> _TAREFAS E EXERCÍCIOS_:
A – No trecho sobre a privatização da educação, qual artigo da Constituição Federal de 1988 especifica o princípio de gratuidade?
B – Retome o trecho sobre a privatização da educação e continue-o a partir da última frase.

Por conta da crise econômica mundial, poderemos nos deparar com a insólita situação de nossas redes públicas de ensino básico e universitário se metamorfosearem em OS's. E ainda, com o apoio de organizações na sociedade civil, tais como Movimento Todos pela Educação, que são mantidos por grandes empresas e revestidos numa roupagem apolítica, solidária e dialógica. Aí sim enterraremos de vez os poucos avanços da Constituição Federal de 1988, que no Artigo 205, afirma a educação como “direito de todos e dever do Estado e da família”, especifica o princípio de gratuidade no Artigo 206, assegurando-o em todos os níveis na rede pública, e reafirma, no Artigo 208, o dever do Estado na garantia da educação.

Estamos vivendo o aprofundamento e o alargamento da privatização dos serviços públicos, bem nos moldes neoliberais. A privatização de serviços públicos educacionais não só solapa nossos direitos como também precariza o trabalho dos profissionais da educação contratados com salários aviltantes e desrespeitando as poucas garantias trabalhistas que nos restam.


Este é o modelo de gestão social ou educacional eficaz: prestar serviços de baixo custo e de baixa qualidade, fugindo da lei de licitação pública. Afinal, se esta nova gestão “fracassar”, como aconteceu e está acontecendo com várias Ongs que prestaram ou ainda prestam serviços de creche em comunidades carentes e que se encontram sem dinheiro para pagar seus profissionais e arcar com seus custos pela falta de continuidade no patrocínio financeiro, os experts em gestão surgirão com novas estratégias e os “políticos” de plantão estarão postos para assegurar gordas gorjetas da verba pública.

> _LINHAS DE DADOS_:
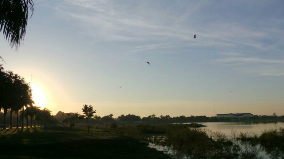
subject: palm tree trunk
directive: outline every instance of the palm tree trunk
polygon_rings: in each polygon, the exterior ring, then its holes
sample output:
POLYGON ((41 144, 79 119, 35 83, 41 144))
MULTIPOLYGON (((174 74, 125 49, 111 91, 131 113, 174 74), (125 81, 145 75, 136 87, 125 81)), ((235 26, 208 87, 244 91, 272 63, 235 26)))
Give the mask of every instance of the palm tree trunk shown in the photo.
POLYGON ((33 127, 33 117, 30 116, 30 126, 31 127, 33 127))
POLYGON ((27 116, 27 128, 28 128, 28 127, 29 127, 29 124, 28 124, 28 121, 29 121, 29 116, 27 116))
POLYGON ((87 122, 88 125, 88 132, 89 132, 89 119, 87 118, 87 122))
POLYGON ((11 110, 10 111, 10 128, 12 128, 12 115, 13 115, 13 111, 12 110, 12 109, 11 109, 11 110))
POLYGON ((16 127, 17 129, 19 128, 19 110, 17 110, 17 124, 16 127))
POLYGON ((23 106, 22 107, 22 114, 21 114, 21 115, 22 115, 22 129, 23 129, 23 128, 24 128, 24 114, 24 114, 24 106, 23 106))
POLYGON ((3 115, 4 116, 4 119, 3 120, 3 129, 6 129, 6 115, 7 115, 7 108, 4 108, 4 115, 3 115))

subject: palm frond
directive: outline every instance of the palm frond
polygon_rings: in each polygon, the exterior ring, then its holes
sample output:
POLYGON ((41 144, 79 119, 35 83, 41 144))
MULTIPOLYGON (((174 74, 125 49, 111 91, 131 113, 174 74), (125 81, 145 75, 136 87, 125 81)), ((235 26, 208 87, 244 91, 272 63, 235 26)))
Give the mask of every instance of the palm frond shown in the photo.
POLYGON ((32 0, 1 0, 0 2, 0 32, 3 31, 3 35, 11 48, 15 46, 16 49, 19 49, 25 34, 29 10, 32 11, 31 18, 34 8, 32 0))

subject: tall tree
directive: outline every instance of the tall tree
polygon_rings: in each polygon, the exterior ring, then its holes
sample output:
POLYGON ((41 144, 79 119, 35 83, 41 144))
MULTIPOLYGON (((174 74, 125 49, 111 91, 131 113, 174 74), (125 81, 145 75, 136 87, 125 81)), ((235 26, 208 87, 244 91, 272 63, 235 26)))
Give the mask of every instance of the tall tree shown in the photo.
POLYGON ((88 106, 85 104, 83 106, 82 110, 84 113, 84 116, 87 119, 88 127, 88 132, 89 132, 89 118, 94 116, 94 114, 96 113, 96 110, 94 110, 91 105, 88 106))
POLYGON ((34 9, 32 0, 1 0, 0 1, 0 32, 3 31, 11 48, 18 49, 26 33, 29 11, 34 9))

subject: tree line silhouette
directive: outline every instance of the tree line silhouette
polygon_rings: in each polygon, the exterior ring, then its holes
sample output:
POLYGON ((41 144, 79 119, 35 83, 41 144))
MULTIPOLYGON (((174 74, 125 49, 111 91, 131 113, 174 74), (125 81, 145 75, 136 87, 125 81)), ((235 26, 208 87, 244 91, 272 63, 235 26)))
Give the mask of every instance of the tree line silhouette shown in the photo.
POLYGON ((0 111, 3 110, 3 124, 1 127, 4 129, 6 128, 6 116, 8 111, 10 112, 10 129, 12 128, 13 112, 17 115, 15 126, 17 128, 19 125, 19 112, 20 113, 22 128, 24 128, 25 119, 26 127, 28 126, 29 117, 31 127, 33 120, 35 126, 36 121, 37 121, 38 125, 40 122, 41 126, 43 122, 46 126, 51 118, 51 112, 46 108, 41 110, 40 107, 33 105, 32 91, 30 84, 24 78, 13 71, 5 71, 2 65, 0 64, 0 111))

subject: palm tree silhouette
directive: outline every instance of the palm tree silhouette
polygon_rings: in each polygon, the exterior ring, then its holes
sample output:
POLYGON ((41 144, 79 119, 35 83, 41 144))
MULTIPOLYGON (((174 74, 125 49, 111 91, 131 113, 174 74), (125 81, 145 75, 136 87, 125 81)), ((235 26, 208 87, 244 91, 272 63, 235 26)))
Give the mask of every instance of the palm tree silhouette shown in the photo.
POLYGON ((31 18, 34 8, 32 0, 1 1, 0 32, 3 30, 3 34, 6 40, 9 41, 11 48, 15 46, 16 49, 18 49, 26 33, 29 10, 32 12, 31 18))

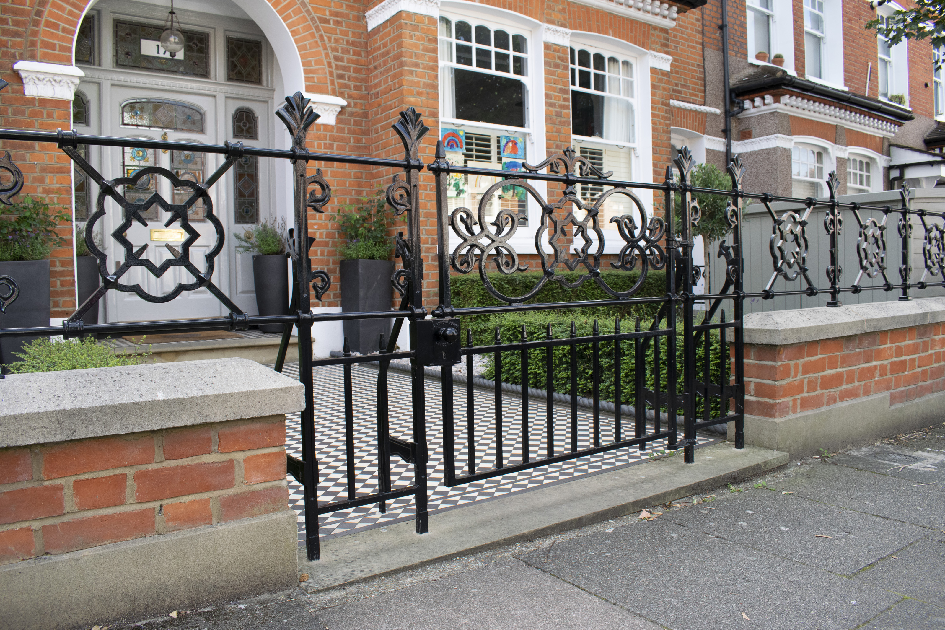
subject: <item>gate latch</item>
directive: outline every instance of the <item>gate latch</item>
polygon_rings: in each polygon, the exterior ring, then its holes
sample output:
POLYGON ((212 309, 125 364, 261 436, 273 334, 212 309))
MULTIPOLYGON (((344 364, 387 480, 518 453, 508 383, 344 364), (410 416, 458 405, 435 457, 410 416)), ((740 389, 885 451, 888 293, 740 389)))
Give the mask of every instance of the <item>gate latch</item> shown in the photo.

> _RESPOSTAS_:
A – O Artigo 206.

B –
É urgente pensarmos num projeto de sociedade; é urgente tomarmos a educação, a saúde, a cultura, o direito a uma vida digna como uma questão social e não como uma gestão social.
[1] Doutora em Serviço Social (UFRJ). Mestre em Educação (UFF). Professora Colaboradora do Programa de Pós-Graduação em Políticas Públicas e Formação Humana da UERJ e Pesquisadora da FAPERJ.
[2] Mestre em Educação (UFRJ). Doutorando em Educação (UFRJ).

2 comentários:

Anônimo disse...

Olá!
Gostaria que fornecessem a fonte, na qual posso encontrar este texto da professora Vânia Motta: Educação: Gestão social ou questão social? que vocês postaram neste blog.
Grata.
Joelma- FE UFRJ

Movimento Quem vem com tudo não cansa! disse...

Cara Joelma,

este já é o artigo na íntegra, elaborado pela profª Vânia e pelo Bruno Gawryszewski.

Saudações!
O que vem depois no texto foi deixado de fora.